All of the data should be reproduced word for word, though its pictures must be omitted.

******

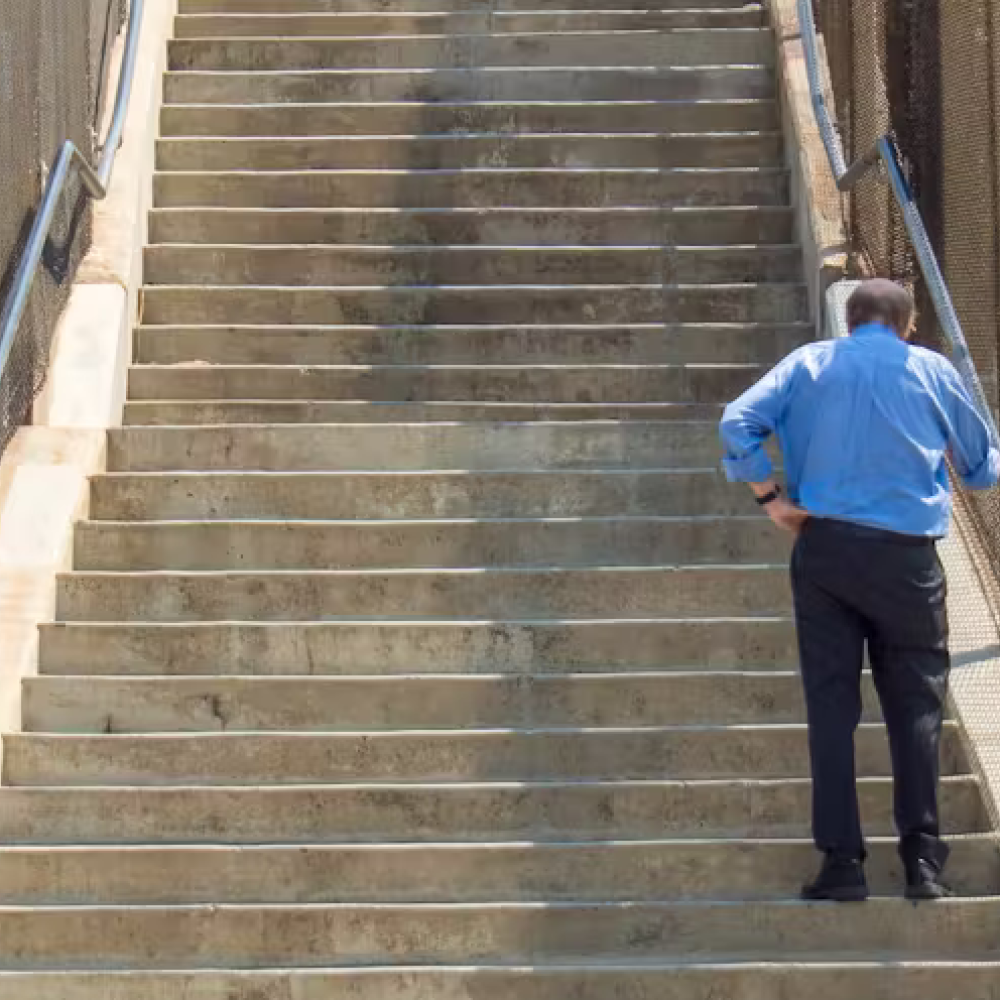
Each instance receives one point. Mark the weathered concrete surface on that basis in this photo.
(735, 870)
(475, 188)
(405, 647)
(466, 755)
(622, 225)
(691, 47)
(694, 343)
(342, 682)
(739, 149)
(462, 265)
(681, 981)
(304, 704)
(470, 812)
(322, 935)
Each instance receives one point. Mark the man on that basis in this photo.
(865, 425)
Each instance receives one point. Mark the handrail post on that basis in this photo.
(95, 181)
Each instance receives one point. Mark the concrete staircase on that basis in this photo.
(416, 648)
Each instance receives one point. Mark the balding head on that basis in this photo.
(880, 301)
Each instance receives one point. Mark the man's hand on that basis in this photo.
(786, 515)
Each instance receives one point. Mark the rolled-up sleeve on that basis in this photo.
(750, 420)
(974, 451)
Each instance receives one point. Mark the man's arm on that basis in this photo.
(974, 453)
(746, 425)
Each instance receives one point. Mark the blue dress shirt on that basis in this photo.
(865, 424)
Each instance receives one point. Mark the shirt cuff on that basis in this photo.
(986, 475)
(752, 468)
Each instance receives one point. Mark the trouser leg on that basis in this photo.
(910, 663)
(831, 649)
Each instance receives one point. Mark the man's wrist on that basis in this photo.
(766, 493)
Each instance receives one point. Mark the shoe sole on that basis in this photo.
(927, 894)
(853, 894)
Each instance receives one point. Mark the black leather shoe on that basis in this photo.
(841, 880)
(923, 881)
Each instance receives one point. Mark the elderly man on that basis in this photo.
(865, 425)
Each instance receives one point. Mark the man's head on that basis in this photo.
(881, 301)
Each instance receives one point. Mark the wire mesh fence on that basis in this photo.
(54, 58)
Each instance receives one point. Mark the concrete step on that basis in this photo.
(480, 593)
(481, 812)
(473, 21)
(705, 753)
(431, 152)
(329, 345)
(279, 545)
(414, 447)
(734, 870)
(474, 188)
(410, 647)
(365, 6)
(612, 934)
(458, 265)
(200, 412)
(310, 704)
(622, 226)
(595, 383)
(686, 980)
(409, 105)
(690, 97)
(465, 304)
(400, 496)
(686, 47)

******

* [Your response]:
Each instance receives one point. Mark the weathered concrete surface on that basis in this photo.
(735, 870)
(475, 188)
(405, 647)
(466, 755)
(622, 225)
(691, 47)
(694, 343)
(342, 682)
(739, 149)
(462, 265)
(681, 981)
(304, 704)
(470, 812)
(322, 935)
Each instance receives one point. Mark the man on that basis in this photo.
(865, 425)
Each instance receives one point. Mark the handrail post on that basis in this photo.
(95, 181)
Each instance receives one point. Mark the concrete staircase on that basis in this photo.
(416, 648)
Each instance receives one point. Mark the balding head on that basis in this photo.
(880, 301)
Each instance receives one point. Mark the man's hand on that basis in this photo.
(786, 515)
Each instance receives one point. Mark the rolled-up sleeve on that basis in this photo.
(750, 420)
(974, 451)
Each instance receives one point. Mark the man's arm on that basis in this photo.
(974, 453)
(746, 425)
Each instance receives one point. Mark the blue dress shirt on that basis in this photo.
(865, 424)
Each instance receives one point. Mark the shirt cuff on that basis in this photo.
(986, 475)
(752, 468)
Each instance receives one point. Mark the trouser leg on that basis in this photo.
(910, 663)
(831, 649)
Each instance receives one point. Mark the man's wrist on that basis in this photo.
(766, 493)
Each instance receives one point. Mark the shoe sole on that basis in this photo.
(927, 894)
(853, 894)
Each instance receives one point. Mark the black leather shoe on that basis in this photo.
(841, 880)
(923, 881)
Each instance receives one point. Mark the elderly man on that basis in this photo.
(865, 425)
Each instance receives one point. Mark the man's head on that basis in this photo.
(881, 301)
Each instance receives one point. Mark the wire mesh fence on that basis in this photo.
(54, 58)
Each instance receives one point. Mark the concrete step on that basis in this photo.
(480, 593)
(481, 812)
(473, 21)
(705, 753)
(431, 152)
(329, 345)
(279, 545)
(414, 447)
(734, 870)
(474, 188)
(410, 647)
(365, 6)
(612, 934)
(458, 265)
(200, 412)
(310, 704)
(622, 226)
(595, 383)
(686, 980)
(409, 105)
(690, 97)
(465, 304)
(400, 496)
(686, 47)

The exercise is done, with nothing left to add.